§ **Objective**
Could you write out every line of the data below word for word, leaving the pictures out?

Stored records:
· · · · ·

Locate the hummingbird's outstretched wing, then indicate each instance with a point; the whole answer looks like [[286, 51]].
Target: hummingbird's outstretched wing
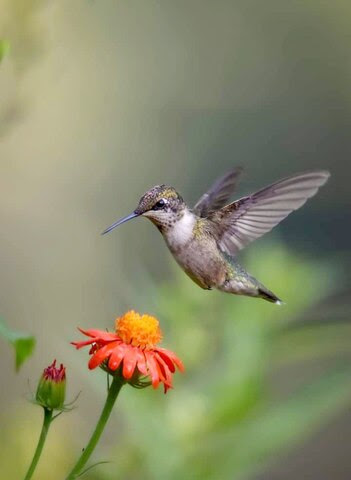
[[241, 222], [219, 193]]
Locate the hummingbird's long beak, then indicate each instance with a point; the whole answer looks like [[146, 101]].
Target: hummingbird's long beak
[[119, 222]]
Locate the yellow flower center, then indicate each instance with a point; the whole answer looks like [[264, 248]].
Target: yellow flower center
[[139, 330]]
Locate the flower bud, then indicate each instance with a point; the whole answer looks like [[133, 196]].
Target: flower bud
[[52, 387]]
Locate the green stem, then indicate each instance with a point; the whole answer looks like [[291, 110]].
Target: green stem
[[38, 450], [105, 414]]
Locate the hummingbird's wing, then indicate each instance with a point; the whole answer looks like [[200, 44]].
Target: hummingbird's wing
[[241, 222], [219, 193]]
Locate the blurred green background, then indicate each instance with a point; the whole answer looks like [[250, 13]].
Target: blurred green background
[[99, 101]]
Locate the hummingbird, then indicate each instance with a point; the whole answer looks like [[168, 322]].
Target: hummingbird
[[205, 239]]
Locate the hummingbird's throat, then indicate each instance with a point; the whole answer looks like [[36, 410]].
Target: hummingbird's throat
[[138, 330]]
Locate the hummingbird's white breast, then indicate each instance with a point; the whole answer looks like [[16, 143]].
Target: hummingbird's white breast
[[181, 232]]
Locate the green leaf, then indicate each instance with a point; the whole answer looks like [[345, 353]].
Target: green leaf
[[22, 343], [4, 48]]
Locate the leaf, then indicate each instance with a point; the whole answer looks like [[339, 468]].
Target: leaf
[[22, 343], [4, 49]]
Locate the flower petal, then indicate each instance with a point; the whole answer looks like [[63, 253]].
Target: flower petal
[[153, 370], [102, 354], [165, 371], [82, 344], [172, 356], [166, 359], [117, 356], [129, 362], [141, 362], [100, 335]]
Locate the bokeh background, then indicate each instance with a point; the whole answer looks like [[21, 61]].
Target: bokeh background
[[99, 101]]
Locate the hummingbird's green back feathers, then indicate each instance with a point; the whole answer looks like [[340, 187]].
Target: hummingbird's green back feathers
[[204, 240]]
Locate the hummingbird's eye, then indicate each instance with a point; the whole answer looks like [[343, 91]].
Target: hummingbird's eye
[[160, 204]]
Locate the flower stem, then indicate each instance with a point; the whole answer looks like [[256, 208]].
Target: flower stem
[[105, 414], [44, 430]]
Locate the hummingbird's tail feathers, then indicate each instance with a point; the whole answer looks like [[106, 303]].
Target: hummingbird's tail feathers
[[266, 294], [241, 282]]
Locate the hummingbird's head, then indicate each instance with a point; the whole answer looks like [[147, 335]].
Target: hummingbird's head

· · · · ·

§ **Right answer**
Locate the hummingbird's outstretched wing, then indicate each instance with a point; the whole answer looks like [[286, 51]].
Target: hummingbird's outstretched wing
[[241, 222], [219, 193]]
Locate the hummingbird's long beak, then indicate each instance with a point; the whole answer looks like [[146, 101]].
Target: hummingbird's long beak
[[119, 222]]
Locate the yellow flower center, then indicate each instance with a point; the whole answer looks like [[264, 248]].
Target: yellow flower center
[[139, 330]]
Locate the flower bud, then indicate each instance with a point; the whole answer looks like [[133, 196]].
Target: flower bud
[[52, 387]]
Locate the green stem, then indicate each instance with a point; the whole answer looks like [[291, 110]].
Target: green stem
[[38, 450], [105, 414]]
Locate the hummingbird's wing, then indicate each instance with a point; the whole answer looks like [[200, 44]].
Target: hummingbird's wing
[[241, 222], [219, 193]]
Locate the blurred green background, then indicate each instance with a point; the whole answer looks like [[250, 13]].
Target: blurred green background
[[99, 101]]
Locate the hummingbird, then indicate each instance with a point; the whole answer looks like [[168, 322]].
Target: hummingbird
[[205, 239]]
Locate the hummingbird's throat, then indicate each instance with a point; the whole answer looks like [[36, 410]].
Target: hummingbird's throat
[[138, 330]]
Locate the hummingbird's white breast, then indicate each instance with a point; the whole answer looks like [[16, 143]].
Target: hummingbird's white breast
[[181, 232]]
Locate the green leaf, then indicate each instance with a point; the whole answer looks like [[345, 353]].
Target: green leaf
[[22, 343], [4, 48]]
Locate the leaf, then indicate each instance with a point; the whole answer looks like [[339, 468]].
Target: leaf
[[22, 343], [4, 49]]
Locate the flower petal, then indicate each instance with a point; the whole answer looks like [[63, 253]].
Target: flower petal
[[153, 370], [102, 354], [165, 371], [82, 344], [172, 356], [166, 359], [117, 356], [129, 362], [141, 362], [100, 335]]
Locate the bokeh background, then indicate each instance with a point; the whole answer looks like [[21, 61]].
Target: bokeh background
[[99, 101]]
Locate the hummingbird's green back feathers, then indicate each instance with a point; the whole answer looks like [[340, 187]].
Target: hummingbird's green back feathers
[[204, 240]]
Locate the hummingbird's eye, then indicate each instance with a point; the whole answer looks like [[343, 91]].
Target: hummingbird's eye
[[160, 204]]
Locate the flower stem, then indicate each instance with a point; the whole answer looks like [[256, 208]].
Target: flower stem
[[105, 414], [44, 430]]
Locate the hummingbird's tail feathers, then indicate each instance with a point; the whole answer looks like [[106, 303]].
Target: hummingbird's tail feathers
[[266, 294], [241, 282]]
Locate the hummingbird's head, then indicate each instance with a point; the whole answer looks like [[147, 335]].
Target: hummingbird's head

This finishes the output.